Written problem:
Arrange the rows below as a JSON list of strings, one string per line, starting at the line containing "Please identify the paver" and running through the last line of the rows, both ends included. Leave out blank lines and any line outside that span.

========================================================================

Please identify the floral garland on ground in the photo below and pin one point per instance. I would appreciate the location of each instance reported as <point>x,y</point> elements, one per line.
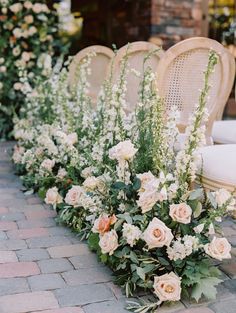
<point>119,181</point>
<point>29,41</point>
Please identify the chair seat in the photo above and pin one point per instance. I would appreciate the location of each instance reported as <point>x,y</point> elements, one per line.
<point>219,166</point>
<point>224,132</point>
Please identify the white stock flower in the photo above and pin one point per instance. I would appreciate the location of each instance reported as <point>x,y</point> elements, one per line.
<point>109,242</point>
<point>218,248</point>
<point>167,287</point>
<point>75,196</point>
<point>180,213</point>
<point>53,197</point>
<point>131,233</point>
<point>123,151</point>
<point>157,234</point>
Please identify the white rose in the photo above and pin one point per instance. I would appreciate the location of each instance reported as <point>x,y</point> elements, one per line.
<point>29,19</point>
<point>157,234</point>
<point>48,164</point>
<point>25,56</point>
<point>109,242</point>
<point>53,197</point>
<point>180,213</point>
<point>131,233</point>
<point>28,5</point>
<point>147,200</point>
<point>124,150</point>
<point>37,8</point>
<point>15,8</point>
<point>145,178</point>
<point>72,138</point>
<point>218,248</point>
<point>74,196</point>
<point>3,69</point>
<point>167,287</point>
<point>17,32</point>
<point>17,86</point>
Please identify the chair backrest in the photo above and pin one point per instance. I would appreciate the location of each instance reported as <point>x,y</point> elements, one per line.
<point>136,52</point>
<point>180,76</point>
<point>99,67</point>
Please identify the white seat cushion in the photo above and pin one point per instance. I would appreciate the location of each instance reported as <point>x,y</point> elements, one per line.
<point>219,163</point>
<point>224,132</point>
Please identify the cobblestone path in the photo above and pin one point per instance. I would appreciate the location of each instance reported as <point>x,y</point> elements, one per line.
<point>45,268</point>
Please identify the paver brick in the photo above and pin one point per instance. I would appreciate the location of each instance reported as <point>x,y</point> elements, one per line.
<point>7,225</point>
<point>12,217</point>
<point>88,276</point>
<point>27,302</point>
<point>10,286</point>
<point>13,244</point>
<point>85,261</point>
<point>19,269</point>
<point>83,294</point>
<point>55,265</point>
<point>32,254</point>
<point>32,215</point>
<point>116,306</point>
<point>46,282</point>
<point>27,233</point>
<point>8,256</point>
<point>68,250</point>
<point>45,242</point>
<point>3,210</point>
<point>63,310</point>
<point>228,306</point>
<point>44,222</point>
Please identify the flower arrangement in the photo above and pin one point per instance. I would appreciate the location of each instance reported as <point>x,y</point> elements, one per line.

========================================================================

Written solution:
[
  "Please identify the paver brick in the photo above and pin one point per instance. I would appreciate the location of each instance reported as <point>x,y</point> elements, one per line.",
  "<point>7,225</point>",
  "<point>12,217</point>",
  "<point>88,276</point>",
  "<point>27,302</point>",
  "<point>10,286</point>",
  "<point>13,244</point>",
  "<point>85,261</point>",
  "<point>19,269</point>",
  "<point>83,294</point>",
  "<point>55,265</point>",
  "<point>32,254</point>",
  "<point>32,215</point>",
  "<point>116,306</point>",
  "<point>46,282</point>",
  "<point>27,233</point>",
  "<point>8,256</point>",
  "<point>68,250</point>",
  "<point>45,242</point>",
  "<point>3,210</point>",
  "<point>63,310</point>",
  "<point>228,306</point>",
  "<point>44,222</point>",
  "Please identify the flower arrangement in the photo above and pin one point per instance. I would appreciate the location of each instance reported as <point>x,y</point> elements, one per line."
]